• **Supplied material**:
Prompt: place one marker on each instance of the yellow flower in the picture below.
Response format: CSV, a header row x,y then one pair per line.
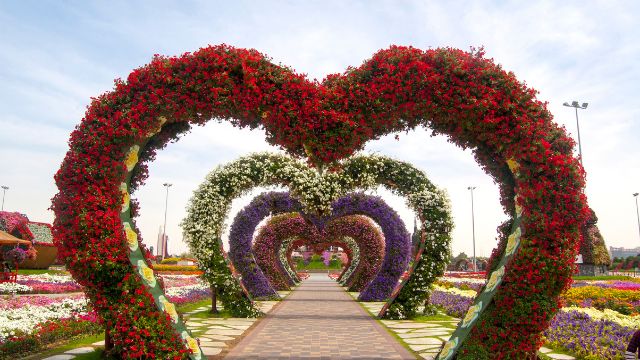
x,y
132,157
193,345
157,129
513,242
132,236
472,314
513,166
447,350
126,198
518,209
147,273
493,280
170,308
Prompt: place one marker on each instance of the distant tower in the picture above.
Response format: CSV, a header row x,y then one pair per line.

• **Work instruction**: Your answer should be each line from the preceding material in which the word "Prompt" occurs.

• **Exercise response**:
Prompt: place one marker on each instance of the yellow flower in the picture below.
Prompt: place one marker on each instance of the distant tower in the picture above.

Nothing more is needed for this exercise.